▶ **INSTRUCTIONS FOR THE TASK**
The entries below contain a line with "-- a row prints like pixel 761 74" and a line with "-- a row prints like pixel 27 503". Retype exactly everything from the first down to the second, both included, and nothing else.

▶ **RECORDS SUPPLIED**
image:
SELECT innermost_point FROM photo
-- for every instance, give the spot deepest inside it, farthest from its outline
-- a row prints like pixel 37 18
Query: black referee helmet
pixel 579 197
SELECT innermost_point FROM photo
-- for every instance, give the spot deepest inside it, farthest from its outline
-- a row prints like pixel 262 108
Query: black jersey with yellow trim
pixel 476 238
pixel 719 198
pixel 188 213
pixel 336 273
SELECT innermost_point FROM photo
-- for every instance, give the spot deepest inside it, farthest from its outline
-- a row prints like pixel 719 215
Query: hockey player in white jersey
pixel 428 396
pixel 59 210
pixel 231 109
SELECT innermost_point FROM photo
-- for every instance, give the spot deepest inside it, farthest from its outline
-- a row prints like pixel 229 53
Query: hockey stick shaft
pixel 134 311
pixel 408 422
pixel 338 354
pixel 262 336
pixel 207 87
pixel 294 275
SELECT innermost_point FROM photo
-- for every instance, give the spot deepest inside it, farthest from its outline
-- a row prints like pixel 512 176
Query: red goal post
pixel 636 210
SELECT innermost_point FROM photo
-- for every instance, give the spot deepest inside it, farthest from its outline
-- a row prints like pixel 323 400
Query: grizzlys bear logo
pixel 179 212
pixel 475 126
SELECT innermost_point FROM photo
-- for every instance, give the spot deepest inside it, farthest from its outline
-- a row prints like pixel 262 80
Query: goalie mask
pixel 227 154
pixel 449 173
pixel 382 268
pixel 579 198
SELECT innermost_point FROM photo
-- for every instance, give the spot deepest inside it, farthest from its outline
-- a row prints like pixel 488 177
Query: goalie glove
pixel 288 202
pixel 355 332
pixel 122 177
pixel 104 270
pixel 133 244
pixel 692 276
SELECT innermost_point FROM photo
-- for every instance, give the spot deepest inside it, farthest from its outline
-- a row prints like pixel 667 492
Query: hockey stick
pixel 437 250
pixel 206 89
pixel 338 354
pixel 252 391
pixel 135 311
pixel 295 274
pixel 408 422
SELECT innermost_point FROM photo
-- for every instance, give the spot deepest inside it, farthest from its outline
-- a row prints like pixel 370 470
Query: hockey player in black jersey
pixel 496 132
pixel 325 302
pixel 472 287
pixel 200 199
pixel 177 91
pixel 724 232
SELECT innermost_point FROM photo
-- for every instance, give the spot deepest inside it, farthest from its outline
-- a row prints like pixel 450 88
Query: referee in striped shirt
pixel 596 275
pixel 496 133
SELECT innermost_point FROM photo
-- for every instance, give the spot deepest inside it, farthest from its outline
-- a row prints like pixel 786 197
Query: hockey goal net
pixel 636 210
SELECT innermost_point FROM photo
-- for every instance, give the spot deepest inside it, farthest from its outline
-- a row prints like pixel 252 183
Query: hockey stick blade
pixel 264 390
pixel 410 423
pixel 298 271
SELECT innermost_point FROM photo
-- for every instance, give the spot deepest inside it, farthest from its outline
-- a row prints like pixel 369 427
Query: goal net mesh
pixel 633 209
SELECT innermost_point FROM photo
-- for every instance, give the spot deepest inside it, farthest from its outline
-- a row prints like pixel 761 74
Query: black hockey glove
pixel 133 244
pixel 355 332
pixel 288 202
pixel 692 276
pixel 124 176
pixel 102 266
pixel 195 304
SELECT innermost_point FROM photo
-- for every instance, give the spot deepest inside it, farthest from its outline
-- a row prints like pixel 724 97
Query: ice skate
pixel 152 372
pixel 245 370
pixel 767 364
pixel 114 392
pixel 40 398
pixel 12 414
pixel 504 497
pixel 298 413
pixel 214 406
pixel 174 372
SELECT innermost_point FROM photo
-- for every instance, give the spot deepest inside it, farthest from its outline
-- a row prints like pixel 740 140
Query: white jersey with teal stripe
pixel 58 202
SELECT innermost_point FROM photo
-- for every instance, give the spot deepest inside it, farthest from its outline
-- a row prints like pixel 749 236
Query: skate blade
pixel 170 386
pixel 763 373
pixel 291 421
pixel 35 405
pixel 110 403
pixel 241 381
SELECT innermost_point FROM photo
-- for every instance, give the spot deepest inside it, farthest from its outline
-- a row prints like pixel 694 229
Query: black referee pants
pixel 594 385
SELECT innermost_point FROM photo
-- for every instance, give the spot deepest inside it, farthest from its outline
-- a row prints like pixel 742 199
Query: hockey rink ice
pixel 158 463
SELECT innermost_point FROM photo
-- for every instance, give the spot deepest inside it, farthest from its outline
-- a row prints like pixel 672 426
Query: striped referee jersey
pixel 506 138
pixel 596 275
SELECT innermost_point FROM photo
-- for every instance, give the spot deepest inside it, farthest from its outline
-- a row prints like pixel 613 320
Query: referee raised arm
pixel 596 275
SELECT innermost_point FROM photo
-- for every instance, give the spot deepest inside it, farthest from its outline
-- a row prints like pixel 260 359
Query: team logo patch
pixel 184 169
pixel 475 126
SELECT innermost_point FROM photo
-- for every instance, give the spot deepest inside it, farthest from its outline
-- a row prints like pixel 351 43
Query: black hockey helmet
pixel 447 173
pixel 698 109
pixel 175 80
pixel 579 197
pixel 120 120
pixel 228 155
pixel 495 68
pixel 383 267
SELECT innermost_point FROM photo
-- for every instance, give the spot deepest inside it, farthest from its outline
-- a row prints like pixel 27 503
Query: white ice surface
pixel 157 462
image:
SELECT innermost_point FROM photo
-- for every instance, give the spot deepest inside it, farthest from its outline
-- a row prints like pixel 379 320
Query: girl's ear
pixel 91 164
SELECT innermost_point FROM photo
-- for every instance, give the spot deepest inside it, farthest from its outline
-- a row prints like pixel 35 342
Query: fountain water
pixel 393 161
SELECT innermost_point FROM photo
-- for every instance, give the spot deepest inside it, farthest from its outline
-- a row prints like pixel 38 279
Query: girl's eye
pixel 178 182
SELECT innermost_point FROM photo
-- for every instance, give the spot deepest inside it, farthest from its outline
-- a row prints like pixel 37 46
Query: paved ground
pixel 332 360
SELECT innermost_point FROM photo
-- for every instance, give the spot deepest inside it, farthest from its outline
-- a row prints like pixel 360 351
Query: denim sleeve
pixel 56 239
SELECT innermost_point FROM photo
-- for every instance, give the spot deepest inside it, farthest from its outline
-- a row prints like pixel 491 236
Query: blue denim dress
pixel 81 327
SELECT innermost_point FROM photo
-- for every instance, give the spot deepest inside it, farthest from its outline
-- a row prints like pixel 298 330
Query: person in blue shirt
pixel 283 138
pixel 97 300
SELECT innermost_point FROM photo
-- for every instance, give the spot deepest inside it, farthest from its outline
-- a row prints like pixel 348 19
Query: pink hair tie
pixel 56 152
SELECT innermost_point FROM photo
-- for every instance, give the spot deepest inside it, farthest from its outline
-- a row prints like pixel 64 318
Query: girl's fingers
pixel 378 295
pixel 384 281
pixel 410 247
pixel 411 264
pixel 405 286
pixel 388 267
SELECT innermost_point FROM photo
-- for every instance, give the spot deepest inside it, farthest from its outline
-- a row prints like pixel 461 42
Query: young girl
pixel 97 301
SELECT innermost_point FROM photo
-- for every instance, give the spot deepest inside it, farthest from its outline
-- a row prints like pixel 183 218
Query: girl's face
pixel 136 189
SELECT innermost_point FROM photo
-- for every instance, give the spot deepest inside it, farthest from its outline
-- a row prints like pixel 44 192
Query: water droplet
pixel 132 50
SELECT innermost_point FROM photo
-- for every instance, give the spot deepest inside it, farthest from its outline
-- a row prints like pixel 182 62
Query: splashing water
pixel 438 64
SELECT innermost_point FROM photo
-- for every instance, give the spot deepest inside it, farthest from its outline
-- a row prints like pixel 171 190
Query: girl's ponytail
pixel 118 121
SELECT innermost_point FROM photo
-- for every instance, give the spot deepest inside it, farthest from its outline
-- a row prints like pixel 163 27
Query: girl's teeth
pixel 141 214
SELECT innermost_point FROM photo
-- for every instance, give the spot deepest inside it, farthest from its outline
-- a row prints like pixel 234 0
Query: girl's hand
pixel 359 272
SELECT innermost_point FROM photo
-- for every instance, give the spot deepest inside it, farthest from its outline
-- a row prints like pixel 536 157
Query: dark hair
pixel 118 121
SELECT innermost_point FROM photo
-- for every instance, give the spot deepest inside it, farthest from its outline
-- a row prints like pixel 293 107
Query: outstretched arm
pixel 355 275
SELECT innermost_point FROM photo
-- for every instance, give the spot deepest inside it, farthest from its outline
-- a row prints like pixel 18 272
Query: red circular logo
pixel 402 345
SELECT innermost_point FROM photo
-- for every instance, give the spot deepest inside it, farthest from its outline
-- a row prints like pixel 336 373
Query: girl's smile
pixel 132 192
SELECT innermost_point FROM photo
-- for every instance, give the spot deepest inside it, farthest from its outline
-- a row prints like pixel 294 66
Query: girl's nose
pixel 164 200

▶ **TASK ANSWER**
-- a row prints like pixel 761 74
Query: black hockey glove
pixel 133 244
pixel 355 332
pixel 288 202
pixel 692 276
pixel 124 176
pixel 102 266
pixel 195 304
SELECT innermost_point FROM photo
-- for every instance, give the spot deepest inside it, farthest from its outline
-- a row prints like pixel 724 97
Query: ice skate
pixel 152 372
pixel 245 370
pixel 767 364
pixel 114 392
pixel 40 398
pixel 12 414
pixel 504 497
pixel 298 413
pixel 214 406
pixel 174 372
SELECT innermost_point FROM photo
-- for every instance, give the spot deepest inside it, farthest from its outline
-- a row prints like pixel 740 140
Query: white jersey with teal stripe
pixel 58 202
SELECT innermost_point FROM photo
-- for every instance, give the spot deepest inside it, farthest from its outline
-- a row prints like pixel 749 236
Query: skate blade
pixel 170 386
pixel 763 373
pixel 291 421
pixel 35 405
pixel 110 403
pixel 241 381
SELECT innermost_point FROM photo
-- for every instance, give the spot deepest inside it, farthest from its outline
-- a row prints like pixel 694 229
Query: black referee pants
pixel 594 385
SELECT innermost_point FROM photo
-- for every instance, give the spot deepest inside it, farthest from its outline
-- a row prints like pixel 742 199
Query: hockey rink ice
pixel 158 463
SELECT innermost_point FROM photo
-- for every instance, give the spot deepest inside it, farthest from its outline
-- a row prints like pixel 672 426
Query: striped referee jersey
pixel 506 138
pixel 596 275
SELECT innermost_point FROM photo
-- for every instance, give the spot deepest inside it, farthest from its outline
-- a row prints like pixel 613 320
Query: referee raised arm
pixel 596 275
SELECT innermost_point FROM photo
-- for every instance, give the spot deepest inside it, farthest from its outline
-- a row prints like pixel 260 359
Query: team logo patch
pixel 184 169
pixel 475 126
SELECT innermost_point FROM photo
-- for every instance, give the spot deepest inside it, farthest from its outline
-- a row prints like pixel 351 43
Query: black hockey helmet
pixel 447 173
pixel 698 109
pixel 175 80
pixel 579 197
pixel 120 120
pixel 228 155
pixel 495 68
pixel 383 267
SELECT innermost_point FROM photo
-- for every instance, give the spot deepest inside it, farthest from its outline
-- a row prints like pixel 27 503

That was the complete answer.